ВАШИ ЗАДАНИЯ ::
**A)** Какой язык приведённый текст называет родным языком мышления Кржижановского?
**B)** Перечислите все строки записей, в которых есть слово «shirt». Регистр букв учитывается.

ПРИВЕДЁННЫЙ ТЕКСТ ::

__________________________________________________

Имеются и цельные, законченные вещи, безукоризненно ясные и по замыслу, и по воплощению. Родным языком мышления Кржижановского явился немецкий – ведь в юности он читал оригинальные сочинения Канта и Фихте. Можно, разумеется, говорить о генетической близости русской и немецкой культур, основанной, в частности, на языке, однако это уведёт нас далеко в сторону… разве что отметить, что от довольно-таки навязчивых ассоциаций с «Часословом» Рильке при чтении стихотворений Кржижановского отделаться непросто. Да и подряд прочитанные стихотворения отдела «Мечты и сны» Книги I (объяснение см. далее) вызывают ассоциации с немецкими романтиками… Оговорюсь: здесь не ставится цель перевести читательские ощущения в филологические доказательства; пусть этим займутся другие исследователи.

__________________________________________________

ИСХОДНЫЕ ЗАПИСИ ::
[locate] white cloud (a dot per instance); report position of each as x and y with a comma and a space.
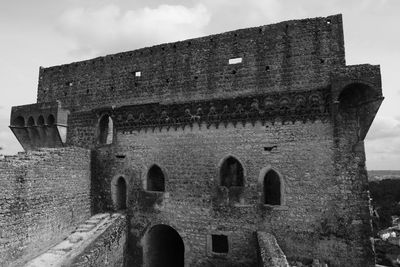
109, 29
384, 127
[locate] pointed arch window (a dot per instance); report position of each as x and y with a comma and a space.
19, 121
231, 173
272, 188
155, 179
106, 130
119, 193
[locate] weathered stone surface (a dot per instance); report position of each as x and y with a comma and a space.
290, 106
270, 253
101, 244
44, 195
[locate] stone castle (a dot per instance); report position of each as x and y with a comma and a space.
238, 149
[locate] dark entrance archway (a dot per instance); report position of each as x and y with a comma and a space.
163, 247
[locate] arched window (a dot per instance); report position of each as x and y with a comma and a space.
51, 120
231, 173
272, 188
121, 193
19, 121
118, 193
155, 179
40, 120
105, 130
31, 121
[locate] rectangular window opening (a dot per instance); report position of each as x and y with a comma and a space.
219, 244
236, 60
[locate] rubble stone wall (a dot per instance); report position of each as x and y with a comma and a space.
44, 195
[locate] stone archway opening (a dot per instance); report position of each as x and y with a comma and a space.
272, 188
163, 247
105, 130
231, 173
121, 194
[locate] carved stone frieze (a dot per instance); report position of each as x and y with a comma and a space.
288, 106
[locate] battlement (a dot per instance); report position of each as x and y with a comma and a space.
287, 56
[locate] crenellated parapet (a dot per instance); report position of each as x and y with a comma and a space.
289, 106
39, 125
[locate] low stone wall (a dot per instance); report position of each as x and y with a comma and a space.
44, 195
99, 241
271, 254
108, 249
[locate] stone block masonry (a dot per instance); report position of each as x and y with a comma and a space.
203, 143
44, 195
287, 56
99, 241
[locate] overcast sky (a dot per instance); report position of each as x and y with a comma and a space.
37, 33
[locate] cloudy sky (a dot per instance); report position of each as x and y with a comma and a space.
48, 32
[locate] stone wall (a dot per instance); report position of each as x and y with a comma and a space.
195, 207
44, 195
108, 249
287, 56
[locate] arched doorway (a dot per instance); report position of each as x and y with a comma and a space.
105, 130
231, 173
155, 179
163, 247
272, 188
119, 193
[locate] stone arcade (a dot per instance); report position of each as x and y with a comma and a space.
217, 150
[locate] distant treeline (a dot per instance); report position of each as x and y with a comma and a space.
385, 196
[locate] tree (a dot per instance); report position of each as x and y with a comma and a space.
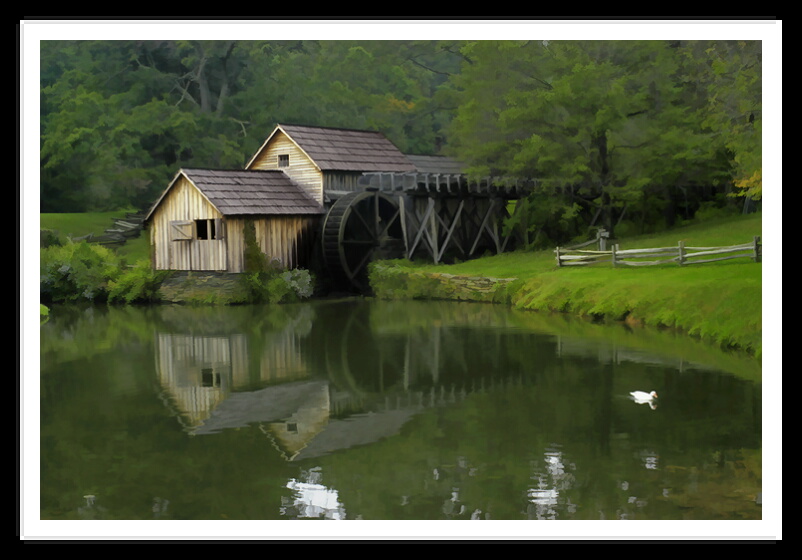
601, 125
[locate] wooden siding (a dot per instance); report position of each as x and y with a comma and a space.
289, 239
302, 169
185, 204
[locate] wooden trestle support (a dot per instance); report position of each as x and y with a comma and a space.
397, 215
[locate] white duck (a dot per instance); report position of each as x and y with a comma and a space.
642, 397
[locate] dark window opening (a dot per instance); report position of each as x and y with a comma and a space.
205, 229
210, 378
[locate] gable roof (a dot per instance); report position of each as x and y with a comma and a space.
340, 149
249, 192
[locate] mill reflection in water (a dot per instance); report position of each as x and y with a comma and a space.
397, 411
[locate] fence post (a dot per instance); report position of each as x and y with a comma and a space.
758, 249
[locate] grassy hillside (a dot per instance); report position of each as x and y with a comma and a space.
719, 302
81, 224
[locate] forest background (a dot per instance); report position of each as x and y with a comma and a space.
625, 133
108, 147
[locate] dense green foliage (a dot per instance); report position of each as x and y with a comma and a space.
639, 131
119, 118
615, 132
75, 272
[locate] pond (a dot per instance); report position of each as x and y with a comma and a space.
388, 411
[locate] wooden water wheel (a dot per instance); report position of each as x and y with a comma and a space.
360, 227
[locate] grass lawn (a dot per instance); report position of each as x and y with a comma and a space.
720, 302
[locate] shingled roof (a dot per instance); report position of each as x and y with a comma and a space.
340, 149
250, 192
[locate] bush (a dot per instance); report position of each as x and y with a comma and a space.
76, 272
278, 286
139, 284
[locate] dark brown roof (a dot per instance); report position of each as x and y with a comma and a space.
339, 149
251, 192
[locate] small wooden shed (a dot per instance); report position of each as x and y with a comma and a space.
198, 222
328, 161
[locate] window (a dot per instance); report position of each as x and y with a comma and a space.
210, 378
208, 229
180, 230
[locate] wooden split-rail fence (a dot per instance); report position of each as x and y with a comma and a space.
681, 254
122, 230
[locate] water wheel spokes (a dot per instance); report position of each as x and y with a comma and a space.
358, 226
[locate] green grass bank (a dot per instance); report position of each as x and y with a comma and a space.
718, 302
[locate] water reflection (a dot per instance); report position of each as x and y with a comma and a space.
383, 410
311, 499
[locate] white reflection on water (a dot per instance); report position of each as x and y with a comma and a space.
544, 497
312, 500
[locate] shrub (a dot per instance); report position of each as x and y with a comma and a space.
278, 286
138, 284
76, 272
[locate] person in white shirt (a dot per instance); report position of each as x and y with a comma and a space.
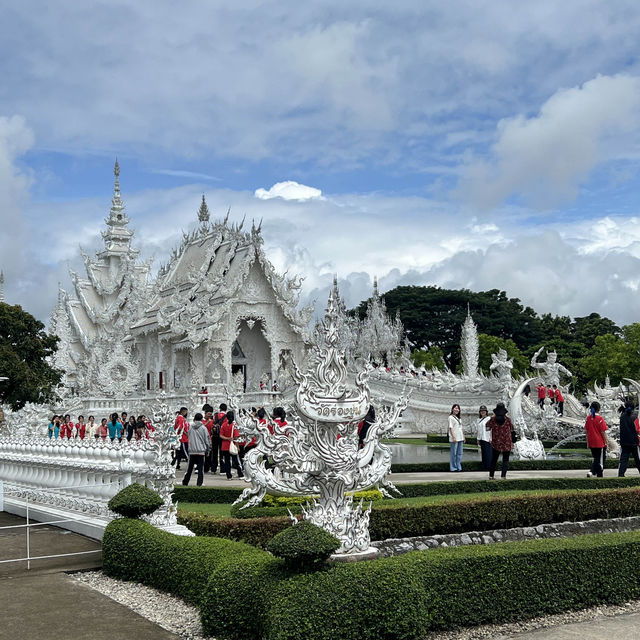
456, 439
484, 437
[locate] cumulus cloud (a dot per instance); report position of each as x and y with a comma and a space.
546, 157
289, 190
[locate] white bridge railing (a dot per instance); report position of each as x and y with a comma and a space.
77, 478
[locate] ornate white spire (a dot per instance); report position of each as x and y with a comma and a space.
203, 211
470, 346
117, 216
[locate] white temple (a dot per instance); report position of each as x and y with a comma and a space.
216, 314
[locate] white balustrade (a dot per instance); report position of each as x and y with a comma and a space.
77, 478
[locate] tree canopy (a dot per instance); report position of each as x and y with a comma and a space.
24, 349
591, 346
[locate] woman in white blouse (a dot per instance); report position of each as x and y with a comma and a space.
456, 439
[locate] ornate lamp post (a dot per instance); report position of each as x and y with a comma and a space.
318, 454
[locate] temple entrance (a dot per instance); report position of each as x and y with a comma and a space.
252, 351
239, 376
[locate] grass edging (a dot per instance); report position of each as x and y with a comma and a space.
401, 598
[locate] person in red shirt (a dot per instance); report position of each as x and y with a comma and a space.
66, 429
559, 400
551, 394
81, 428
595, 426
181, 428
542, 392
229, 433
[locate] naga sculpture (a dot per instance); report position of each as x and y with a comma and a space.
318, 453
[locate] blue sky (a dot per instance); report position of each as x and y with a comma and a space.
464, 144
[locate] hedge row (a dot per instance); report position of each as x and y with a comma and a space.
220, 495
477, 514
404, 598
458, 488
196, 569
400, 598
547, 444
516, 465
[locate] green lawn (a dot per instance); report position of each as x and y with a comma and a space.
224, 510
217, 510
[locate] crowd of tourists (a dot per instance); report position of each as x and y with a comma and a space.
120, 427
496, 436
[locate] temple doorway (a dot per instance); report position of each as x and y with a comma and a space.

__________________________________________________

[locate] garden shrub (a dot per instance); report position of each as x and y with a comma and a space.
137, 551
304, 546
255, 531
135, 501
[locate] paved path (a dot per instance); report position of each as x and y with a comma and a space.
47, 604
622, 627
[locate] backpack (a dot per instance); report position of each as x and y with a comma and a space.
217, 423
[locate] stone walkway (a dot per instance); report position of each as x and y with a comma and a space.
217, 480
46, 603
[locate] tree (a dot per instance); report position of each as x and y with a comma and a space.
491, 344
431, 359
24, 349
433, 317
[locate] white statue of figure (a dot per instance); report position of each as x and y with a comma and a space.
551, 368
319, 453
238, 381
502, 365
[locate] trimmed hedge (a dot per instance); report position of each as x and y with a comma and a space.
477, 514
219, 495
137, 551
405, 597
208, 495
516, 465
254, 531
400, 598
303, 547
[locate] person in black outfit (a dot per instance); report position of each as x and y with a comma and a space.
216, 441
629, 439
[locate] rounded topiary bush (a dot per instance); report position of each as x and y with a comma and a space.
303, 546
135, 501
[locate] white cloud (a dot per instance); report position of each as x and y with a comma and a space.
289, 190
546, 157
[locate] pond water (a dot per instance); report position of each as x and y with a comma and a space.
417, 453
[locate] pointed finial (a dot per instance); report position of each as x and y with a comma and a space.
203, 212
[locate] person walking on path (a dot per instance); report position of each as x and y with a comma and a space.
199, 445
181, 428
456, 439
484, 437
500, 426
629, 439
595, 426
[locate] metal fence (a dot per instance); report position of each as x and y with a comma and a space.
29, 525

__________________________________________________

ОЖИДАЕМЫЕ ОТВЕТЫ ::
**A)** Немецкий.

**B)**
[locate] person in white shirt (a dot per instance); report position of each as x and y with a comma and a space.
[locate] person in red shirt (a dot per instance); report position of each as x and y with a comma and a space.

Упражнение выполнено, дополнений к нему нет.